» **Your objective**: Lines before the one containing "Target: man's forearm" are to be left out; that line and every line after it, through the last line below, are to be reproduced exactly.

Data excerpts

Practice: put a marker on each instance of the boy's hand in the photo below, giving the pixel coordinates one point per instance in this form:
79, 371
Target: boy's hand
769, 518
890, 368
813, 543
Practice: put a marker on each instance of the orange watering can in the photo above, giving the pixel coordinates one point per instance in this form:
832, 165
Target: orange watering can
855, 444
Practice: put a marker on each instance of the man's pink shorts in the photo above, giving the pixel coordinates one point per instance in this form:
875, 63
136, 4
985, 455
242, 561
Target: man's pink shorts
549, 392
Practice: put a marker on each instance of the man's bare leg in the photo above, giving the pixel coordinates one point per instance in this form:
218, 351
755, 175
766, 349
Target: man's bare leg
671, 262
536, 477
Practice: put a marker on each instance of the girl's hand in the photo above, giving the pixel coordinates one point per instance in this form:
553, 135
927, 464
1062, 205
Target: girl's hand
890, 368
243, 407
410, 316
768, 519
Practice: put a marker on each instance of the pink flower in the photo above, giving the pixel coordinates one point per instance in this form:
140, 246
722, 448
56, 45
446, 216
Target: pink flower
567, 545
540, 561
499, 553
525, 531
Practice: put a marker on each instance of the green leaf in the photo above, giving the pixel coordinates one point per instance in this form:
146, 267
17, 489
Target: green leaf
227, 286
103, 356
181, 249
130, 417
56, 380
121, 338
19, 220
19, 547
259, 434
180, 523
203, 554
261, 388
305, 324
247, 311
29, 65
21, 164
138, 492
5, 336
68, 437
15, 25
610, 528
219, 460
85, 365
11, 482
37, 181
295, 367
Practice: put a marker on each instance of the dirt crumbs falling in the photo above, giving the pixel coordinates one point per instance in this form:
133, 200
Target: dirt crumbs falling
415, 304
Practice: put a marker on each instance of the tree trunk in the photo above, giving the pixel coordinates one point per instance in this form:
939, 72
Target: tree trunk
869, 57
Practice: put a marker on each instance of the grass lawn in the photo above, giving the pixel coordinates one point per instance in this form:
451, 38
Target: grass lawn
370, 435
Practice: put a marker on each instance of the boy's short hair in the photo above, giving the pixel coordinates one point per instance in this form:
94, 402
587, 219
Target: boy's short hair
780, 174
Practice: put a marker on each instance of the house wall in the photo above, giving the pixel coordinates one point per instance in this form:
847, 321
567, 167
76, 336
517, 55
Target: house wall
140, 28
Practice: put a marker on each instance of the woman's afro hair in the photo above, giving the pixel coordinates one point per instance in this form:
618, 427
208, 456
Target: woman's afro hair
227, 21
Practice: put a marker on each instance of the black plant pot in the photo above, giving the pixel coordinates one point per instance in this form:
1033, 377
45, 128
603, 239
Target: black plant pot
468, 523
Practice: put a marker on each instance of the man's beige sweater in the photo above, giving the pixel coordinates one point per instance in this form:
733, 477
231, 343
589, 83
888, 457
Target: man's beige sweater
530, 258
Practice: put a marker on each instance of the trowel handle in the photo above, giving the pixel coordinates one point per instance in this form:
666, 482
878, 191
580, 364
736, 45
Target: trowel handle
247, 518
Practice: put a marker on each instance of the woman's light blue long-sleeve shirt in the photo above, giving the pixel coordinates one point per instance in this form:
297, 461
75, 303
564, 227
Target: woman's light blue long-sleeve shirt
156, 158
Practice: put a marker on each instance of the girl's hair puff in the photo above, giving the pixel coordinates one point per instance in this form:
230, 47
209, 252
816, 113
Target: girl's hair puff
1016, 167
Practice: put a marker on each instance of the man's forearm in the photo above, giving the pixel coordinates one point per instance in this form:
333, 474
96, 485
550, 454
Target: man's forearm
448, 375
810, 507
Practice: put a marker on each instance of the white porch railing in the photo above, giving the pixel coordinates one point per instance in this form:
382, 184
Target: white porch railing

» **Answer area**:
Target: man's forearm
448, 375
810, 507
Practice: put a marker on each instance of the white porch railing in the photo above, giving the pixel coordinates one point per instance in this form:
382, 184
Target: white porch railing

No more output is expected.